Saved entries
--- START ---
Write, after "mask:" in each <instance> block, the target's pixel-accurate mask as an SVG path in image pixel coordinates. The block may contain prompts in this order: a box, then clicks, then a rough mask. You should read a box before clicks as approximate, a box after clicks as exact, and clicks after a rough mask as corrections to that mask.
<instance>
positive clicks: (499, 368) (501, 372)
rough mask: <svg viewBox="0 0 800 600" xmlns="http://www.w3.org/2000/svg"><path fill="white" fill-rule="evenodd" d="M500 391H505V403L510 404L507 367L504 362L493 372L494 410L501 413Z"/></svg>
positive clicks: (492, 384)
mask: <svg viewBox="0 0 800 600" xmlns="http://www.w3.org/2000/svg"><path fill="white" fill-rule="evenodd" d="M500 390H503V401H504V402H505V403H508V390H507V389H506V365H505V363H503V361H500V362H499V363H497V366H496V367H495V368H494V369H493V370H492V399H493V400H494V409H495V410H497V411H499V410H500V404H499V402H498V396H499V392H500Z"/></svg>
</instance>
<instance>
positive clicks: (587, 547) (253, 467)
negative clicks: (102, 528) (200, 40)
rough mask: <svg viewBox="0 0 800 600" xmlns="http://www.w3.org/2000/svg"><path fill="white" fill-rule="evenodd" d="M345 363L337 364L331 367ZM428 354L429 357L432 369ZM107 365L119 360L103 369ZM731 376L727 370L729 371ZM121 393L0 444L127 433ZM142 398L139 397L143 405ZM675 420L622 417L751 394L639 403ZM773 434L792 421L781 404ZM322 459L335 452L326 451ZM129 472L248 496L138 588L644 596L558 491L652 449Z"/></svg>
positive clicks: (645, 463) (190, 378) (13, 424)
--- END ---
▸ **Exercise**
Reproduce, character for character, the stretch of rows from the line containing "</instance>" through the end of the rows.

▸ **Answer to the exercise**
</instance>
<instance>
positive clicks: (587, 547) (253, 467)
negative clicks: (102, 528) (200, 40)
rough mask: <svg viewBox="0 0 800 600" xmlns="http://www.w3.org/2000/svg"><path fill="white" fill-rule="evenodd" d="M345 363L337 364L331 367ZM428 354L429 357L432 369ZM107 365L119 360L103 369ZM731 376L727 370L729 371ZM121 393L0 444L127 433ZM142 398L139 397L143 405ZM675 420L622 417L751 394L639 403ZM773 434L792 421L781 404ZM322 459L335 452L326 451ZM129 472L248 496L138 588L644 596L558 491L652 449Z"/></svg>
positive clicks: (645, 463) (190, 378) (13, 424)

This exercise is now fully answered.